### Task statement
Each line below either holds the string "marker" or doesn't. Count those that do and give only the number.

[Opening Exercise data section]

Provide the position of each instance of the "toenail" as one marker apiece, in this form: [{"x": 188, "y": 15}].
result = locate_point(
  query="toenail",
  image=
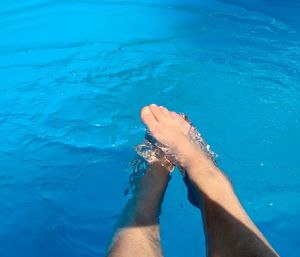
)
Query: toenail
[{"x": 146, "y": 110}]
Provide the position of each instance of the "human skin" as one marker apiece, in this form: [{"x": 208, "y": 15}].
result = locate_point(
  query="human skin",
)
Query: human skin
[{"x": 229, "y": 231}]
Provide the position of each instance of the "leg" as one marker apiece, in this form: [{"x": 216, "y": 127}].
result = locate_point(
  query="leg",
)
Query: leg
[
  {"x": 138, "y": 232},
  {"x": 229, "y": 230}
]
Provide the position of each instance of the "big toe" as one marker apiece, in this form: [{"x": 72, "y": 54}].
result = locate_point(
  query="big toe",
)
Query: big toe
[{"x": 148, "y": 118}]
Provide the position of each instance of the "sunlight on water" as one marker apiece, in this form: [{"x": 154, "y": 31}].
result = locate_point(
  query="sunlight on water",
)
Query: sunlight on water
[{"x": 73, "y": 77}]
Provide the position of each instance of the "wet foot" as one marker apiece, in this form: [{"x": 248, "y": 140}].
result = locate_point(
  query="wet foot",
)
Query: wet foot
[{"x": 172, "y": 130}]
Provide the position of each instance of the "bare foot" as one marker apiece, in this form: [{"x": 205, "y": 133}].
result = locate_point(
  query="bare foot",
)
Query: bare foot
[{"x": 172, "y": 130}]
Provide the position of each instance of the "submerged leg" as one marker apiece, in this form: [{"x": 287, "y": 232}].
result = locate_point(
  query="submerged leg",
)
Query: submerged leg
[
  {"x": 229, "y": 230},
  {"x": 138, "y": 233}
]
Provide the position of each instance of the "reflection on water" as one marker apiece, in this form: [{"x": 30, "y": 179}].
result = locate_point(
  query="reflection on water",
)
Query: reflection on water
[{"x": 73, "y": 77}]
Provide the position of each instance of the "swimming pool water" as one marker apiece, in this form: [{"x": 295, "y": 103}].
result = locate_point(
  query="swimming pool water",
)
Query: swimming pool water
[{"x": 73, "y": 77}]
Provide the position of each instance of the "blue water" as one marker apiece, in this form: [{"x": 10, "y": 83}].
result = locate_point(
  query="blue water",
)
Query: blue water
[{"x": 74, "y": 75}]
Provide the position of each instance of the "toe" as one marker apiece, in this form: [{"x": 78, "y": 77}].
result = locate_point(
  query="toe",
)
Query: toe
[
  {"x": 156, "y": 112},
  {"x": 174, "y": 115},
  {"x": 148, "y": 118},
  {"x": 165, "y": 111}
]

[Closing Exercise data section]

### Exercise output
12